▶ **Problems**:
(a) According to the passage on the Robinson-Patman Act, why was the act passed in 1936? Answer in one to three sentences.
(b) Write the next part of the passage on the Robinson-Patman Act, picking up after its final sentence.

▶ **Passage to read**:
* * *

Is the Robinson-Patman Act Returning? Or Was It Never Really Gone?

The Federal Trade Commission (FTC) has heralded its increased antitrust scrutiny of price discrimination under the Robinson-Patman Act (RPA), though little has come of it to date. Yet, our review of trends in private enforcement reveals that price discrimination has long remained subject to private litigation, with real implications for businesses. Nonetheless, the prospect of greater government action in this area is cause for concern.

The Robinson-Patman Act

The RPA generally requires that a manufacturer treat all competing customers the same or in a proportionally equal manner. The RPA (15 U.S.C. § 13) was enacted in 1936 to protect smaller retailers’ ability to compete against larger rivals. The RPA prohibits sellers from discriminating in price or promotional deals between two customers, when selling goods (not services) of “like grade and qualities” at roughly the same time in the same market, when the effect may be to substantially lessen competition between them.

* * *

(Collected data entries)
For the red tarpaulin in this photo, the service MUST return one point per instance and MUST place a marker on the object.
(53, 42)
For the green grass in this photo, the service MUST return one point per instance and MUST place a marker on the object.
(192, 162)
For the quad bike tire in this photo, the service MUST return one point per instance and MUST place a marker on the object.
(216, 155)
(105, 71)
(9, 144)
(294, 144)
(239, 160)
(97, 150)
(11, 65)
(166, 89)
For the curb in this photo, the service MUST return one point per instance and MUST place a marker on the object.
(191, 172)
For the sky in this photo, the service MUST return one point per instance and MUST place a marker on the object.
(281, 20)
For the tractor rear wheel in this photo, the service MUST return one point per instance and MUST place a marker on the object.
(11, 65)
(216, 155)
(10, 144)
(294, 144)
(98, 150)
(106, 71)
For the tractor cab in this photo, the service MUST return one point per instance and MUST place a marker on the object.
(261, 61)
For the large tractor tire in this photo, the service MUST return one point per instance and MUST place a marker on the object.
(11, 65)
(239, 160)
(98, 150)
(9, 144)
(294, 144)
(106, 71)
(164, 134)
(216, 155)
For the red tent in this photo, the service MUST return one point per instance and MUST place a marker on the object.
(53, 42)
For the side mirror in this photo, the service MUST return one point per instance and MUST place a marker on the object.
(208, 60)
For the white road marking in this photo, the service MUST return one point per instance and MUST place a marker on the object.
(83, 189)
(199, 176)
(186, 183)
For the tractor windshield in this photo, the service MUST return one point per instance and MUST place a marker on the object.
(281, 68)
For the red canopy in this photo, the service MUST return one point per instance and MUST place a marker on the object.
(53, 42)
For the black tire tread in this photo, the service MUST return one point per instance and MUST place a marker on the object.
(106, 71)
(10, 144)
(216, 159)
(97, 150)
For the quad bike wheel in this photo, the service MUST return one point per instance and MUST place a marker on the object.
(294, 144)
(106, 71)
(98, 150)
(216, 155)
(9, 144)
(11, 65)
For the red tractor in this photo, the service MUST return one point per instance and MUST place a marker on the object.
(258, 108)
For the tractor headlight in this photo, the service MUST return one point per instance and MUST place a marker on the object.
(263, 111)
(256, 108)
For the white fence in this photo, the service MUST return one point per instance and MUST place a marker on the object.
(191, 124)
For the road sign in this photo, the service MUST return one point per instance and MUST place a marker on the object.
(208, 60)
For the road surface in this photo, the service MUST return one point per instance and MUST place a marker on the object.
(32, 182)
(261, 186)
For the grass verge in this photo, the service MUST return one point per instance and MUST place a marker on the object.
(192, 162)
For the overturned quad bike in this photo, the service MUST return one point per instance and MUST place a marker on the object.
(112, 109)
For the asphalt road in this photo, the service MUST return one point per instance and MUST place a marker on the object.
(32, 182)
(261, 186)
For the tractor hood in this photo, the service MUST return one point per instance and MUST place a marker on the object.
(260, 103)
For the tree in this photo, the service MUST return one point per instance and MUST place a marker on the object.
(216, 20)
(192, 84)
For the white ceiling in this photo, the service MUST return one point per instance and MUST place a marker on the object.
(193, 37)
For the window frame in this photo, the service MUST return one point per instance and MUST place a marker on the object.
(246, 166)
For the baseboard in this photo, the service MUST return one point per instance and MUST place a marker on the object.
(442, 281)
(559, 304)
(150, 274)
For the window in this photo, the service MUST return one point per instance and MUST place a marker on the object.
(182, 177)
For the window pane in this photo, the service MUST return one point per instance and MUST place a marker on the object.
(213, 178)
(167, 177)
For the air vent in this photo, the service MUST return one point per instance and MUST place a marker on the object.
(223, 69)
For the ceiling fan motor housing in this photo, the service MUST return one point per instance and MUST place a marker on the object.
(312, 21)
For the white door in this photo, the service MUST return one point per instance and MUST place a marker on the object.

* * *

▶ **Answers for this exercise**:
(a) The Robinson-Patman Act was passed in 1936 to protect the ability of smaller retailers to compete against their larger rivals. It does this by generally requiring manufacturers to treat all competing customers the same or in a proportionally equal manner.

(b)
Notably, buyers, like distributors or retailers, may also be liable under the RPA if they induce a seller to discriminate among competing buyers or knowingly obtain a discriminatory price from a seller.

In some ways, RPA claims are easier to bring than other antitrust claims. For most RPA claims, the plaintiffs must merely show harm to competition between a favored and disfavored buyer, rather than an adverse effect on competition generally in a properly defined market. The RPA’s effect-on-competition element is thus usually easy for plaintiffs to meet, as receiving an unfavorable price compared with one’s competitor will almost always have an adverse effect on competition with that favored competitor.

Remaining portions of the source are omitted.